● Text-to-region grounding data
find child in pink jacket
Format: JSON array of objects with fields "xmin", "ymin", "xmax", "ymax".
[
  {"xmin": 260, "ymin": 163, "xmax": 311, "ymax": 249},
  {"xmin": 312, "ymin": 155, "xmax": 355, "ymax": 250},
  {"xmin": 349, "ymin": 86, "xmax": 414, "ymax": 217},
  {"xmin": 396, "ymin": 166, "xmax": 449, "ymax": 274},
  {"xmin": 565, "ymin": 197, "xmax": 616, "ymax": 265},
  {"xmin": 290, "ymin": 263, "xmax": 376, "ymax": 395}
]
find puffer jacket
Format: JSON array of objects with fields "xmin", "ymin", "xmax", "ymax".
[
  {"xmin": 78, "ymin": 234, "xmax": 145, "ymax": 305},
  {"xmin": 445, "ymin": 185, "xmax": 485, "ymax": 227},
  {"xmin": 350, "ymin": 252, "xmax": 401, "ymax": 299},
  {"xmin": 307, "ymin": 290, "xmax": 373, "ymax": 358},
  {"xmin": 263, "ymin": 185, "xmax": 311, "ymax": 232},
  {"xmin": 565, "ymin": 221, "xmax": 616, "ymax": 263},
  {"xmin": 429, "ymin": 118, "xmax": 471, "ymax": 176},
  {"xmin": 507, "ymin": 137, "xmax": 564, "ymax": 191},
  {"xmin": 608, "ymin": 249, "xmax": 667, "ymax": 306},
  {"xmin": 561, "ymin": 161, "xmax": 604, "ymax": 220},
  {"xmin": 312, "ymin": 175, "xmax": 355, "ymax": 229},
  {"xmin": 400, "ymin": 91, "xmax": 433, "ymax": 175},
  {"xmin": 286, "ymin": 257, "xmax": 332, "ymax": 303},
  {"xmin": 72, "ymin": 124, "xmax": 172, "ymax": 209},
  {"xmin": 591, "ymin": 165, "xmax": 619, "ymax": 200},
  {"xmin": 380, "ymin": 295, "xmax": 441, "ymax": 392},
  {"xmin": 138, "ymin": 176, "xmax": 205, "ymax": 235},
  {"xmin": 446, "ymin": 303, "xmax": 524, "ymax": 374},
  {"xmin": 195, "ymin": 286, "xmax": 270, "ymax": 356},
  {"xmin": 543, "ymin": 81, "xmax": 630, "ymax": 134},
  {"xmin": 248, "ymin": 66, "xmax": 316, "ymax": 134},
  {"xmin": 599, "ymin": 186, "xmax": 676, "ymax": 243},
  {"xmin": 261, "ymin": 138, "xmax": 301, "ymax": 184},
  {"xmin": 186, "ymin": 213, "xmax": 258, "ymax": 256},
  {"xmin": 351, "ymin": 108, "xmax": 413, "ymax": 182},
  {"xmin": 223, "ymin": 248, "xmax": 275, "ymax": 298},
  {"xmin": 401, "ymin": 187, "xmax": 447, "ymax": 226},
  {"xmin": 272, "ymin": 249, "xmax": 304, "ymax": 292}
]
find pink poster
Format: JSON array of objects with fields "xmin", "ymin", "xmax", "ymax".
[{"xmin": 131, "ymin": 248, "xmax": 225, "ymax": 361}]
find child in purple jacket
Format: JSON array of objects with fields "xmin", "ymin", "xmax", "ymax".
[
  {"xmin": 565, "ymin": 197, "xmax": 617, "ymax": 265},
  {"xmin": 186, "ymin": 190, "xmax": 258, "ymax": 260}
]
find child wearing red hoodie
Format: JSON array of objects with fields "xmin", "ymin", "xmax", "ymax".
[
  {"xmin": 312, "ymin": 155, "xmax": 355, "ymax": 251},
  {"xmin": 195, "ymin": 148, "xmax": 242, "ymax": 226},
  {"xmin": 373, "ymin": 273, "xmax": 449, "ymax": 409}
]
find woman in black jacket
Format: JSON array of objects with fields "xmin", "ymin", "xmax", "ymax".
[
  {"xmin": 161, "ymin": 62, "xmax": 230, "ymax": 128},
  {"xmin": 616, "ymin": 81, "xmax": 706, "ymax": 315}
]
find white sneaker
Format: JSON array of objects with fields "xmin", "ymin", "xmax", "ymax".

● Task item
Say how many lines of the records include the word "pink", and give nothing but the number.

● Worked solution
2